------ DATA RECORDS ------
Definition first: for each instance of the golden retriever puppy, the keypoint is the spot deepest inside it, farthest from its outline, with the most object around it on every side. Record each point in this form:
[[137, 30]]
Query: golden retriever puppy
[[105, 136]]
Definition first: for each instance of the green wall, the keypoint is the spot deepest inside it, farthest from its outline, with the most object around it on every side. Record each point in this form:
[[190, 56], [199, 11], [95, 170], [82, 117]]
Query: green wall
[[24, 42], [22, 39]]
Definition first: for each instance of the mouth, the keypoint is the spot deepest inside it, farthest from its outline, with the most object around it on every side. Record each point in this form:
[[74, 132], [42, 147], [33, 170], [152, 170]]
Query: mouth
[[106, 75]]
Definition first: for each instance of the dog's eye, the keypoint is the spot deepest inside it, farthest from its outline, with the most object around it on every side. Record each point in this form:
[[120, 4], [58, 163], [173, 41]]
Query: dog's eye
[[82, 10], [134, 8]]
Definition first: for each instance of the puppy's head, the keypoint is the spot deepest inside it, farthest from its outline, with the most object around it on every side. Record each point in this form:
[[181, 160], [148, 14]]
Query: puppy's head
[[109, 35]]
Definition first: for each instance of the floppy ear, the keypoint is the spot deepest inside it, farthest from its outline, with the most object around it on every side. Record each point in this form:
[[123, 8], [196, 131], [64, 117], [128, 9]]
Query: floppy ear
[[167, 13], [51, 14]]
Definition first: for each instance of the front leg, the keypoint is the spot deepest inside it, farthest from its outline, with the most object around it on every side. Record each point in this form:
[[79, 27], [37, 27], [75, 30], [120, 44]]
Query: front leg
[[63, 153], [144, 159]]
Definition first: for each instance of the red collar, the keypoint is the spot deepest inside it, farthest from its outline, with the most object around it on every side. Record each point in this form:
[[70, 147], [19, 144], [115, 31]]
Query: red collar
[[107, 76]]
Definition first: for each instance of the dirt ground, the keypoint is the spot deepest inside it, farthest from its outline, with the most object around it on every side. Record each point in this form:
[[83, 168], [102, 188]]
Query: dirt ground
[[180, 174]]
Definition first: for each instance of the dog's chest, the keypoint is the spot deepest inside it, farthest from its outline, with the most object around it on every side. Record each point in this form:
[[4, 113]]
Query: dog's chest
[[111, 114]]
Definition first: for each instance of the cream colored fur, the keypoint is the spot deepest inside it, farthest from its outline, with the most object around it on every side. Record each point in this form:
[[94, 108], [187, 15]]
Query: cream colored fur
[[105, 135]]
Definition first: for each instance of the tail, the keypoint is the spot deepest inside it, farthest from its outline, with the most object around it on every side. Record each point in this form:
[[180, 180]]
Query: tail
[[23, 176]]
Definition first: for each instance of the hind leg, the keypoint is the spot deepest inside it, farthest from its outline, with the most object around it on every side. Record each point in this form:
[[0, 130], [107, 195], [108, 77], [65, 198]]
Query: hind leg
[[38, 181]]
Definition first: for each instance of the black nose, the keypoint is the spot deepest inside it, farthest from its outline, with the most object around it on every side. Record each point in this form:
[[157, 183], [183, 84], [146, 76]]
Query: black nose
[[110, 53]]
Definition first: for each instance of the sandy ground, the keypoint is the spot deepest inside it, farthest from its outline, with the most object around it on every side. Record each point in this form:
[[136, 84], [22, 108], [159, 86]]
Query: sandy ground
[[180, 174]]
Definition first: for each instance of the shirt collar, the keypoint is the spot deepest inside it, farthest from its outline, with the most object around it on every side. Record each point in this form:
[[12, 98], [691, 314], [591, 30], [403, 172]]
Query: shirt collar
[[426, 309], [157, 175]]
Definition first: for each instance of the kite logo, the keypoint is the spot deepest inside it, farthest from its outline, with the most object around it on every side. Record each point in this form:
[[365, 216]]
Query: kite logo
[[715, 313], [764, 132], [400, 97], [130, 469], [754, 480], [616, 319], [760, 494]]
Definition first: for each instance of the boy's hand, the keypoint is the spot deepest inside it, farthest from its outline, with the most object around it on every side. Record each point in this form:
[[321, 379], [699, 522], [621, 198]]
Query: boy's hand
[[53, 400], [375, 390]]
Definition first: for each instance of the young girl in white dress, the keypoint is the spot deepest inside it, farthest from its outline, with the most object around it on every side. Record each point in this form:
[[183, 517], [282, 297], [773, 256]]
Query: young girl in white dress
------
* [EXERCISE GOAL]:
Please copy out every item above, line for line, with no changes.

* [OUTPUT]:
Definition first: for each instance of the golden retriever puppy, the keypoint is the spot deepest inside it, farthest from its outline, with the most object around it on every side. Record each point in this form:
[[137, 30]]
Query: golden retriever puppy
[[105, 136]]
Definition first: for each instance of the green wall, the keypoint is the spot deepest inside it, farthest from its outline, with the most object around it on every side. Record each point in this form:
[[190, 56], [199, 11], [95, 170], [82, 117]]
Query: green wall
[[24, 42], [22, 39]]
Definition first: for each instance of the mouth, the keypoint is the spot deepest inside it, farthest from its outline, with the most object around it on every side. Record each point in this form:
[[74, 132], [42, 147], [33, 170], [152, 170]]
Query: mouth
[[106, 75]]
Definition first: for each instance of the dog's eye, the keypoint is the spot deepest inside it, farthest from its outline, with the most object around it on every side. Record each point in this form:
[[120, 4], [58, 163], [173, 41]]
Query: dog's eye
[[82, 10], [134, 8]]
Definition first: for each instance of the puppy's head, the keypoint is the spot deepest inside it, farthest from its outline, with the most object around it on every side. Record each point in this form:
[[181, 160], [148, 14]]
Query: puppy's head
[[109, 35]]
Definition first: for each instance of the floppy ear, the keypoint is the spot deepest inside it, farthest from its outline, with the most object around it on every side. Record each point in this form:
[[123, 8], [196, 131], [64, 117], [128, 9]]
Query: floppy ear
[[167, 13], [51, 14]]
Definition first: for each instance of the front leg, the keypoint is the spot deepest inside it, farthest from its outline, with the most object around it on every side. Record each point in this form:
[[79, 27], [37, 27], [75, 30], [120, 44]]
Query: front leg
[[63, 153], [144, 159]]
Definition first: for each instance of the red collar, the keypoint is the spot deepest inside it, farthest from its outline, with the most object around it on every side. Record each point in this form:
[[70, 147], [19, 144], [115, 31]]
Query: red collar
[[107, 76]]
Definition first: for each instance of the dirt ground, the keypoint is the spot deepest inside it, farthest from its outline, with the most object around it on every side. Record each point in this form:
[[83, 168], [102, 188]]
Query: dirt ground
[[180, 174]]
Definition first: for each instance of the dog's chest, the keypoint is the spot deepest inside it, farthest from its outline, with the most object around it on every side. Record each point in this form:
[[4, 113]]
Query: dog's chest
[[111, 114]]
Definition first: for each instance of the cream colored fur, the keypoint is the spot deepest inside it, farthest from its outline, with the most object around it on every side. Record each point in this form:
[[94, 108], [187, 15]]
Query: cream colored fur
[[105, 135]]
Definition first: for each instance of the tail, the keypoint is the spot deepest inside it, farthest from its outline, with the most object around it on every side. Record each point in this form:
[[180, 180]]
Query: tail
[[23, 176]]
Definition first: for each instance of the hind leg, the keypoint is the spot deepest inside it, farthest from its outline, with the most object around it on every side. Record each point in this form:
[[0, 130], [107, 195], [108, 77], [65, 198]]
Query: hind leg
[[38, 181]]
Definition first: for each instance of the black nose, the keypoint is the spot deepest inside it, farthest from its outline, with the most object around it on every side. Record each point in this form:
[[157, 183], [183, 84], [146, 76]]
Query: black nose
[[110, 53]]
Definition first: for each instance of the sandy ground, the keypoint is the spot deepest inside it, farthest from its outline, with the most object around it on every side. Record each point in this form:
[[136, 84], [22, 108], [159, 86]]
Query: sandy ground
[[180, 174]]
Definition first: for each instance of the shirt collar, the keypoint is the spot deepest inside it, farthest from its outline, with the most object around it on every side. Record each point in this form:
[[12, 98], [691, 314], [591, 30], [403, 172]]
Query: shirt collar
[[426, 309], [157, 175]]
Definition first: for each instance of the kite logo, the keypoint is the spot deepest inside it, farthest from its outline, with the most object around it on every side. Record each point in this form:
[[365, 216]]
Query: kite logo
[[715, 313], [764, 132], [400, 97], [130, 469], [754, 480], [616, 319], [760, 494]]
Definition first: for each instance of the boy's hand, the keypoint is the spot deepest inside it, farthest from its outline, with the most object around it on every side. Record each point in this form:
[[321, 379], [699, 522], [621, 198]]
Query: boy's hand
[[53, 400], [375, 390]]
Definition first: for each instance of the young girl in white dress, the keypoint is the spot deepest inside it, farthest from its outline, with the most object around it on every side. Record each point in this form:
[[183, 517], [282, 297], [773, 256]]
Query: young girl in white dress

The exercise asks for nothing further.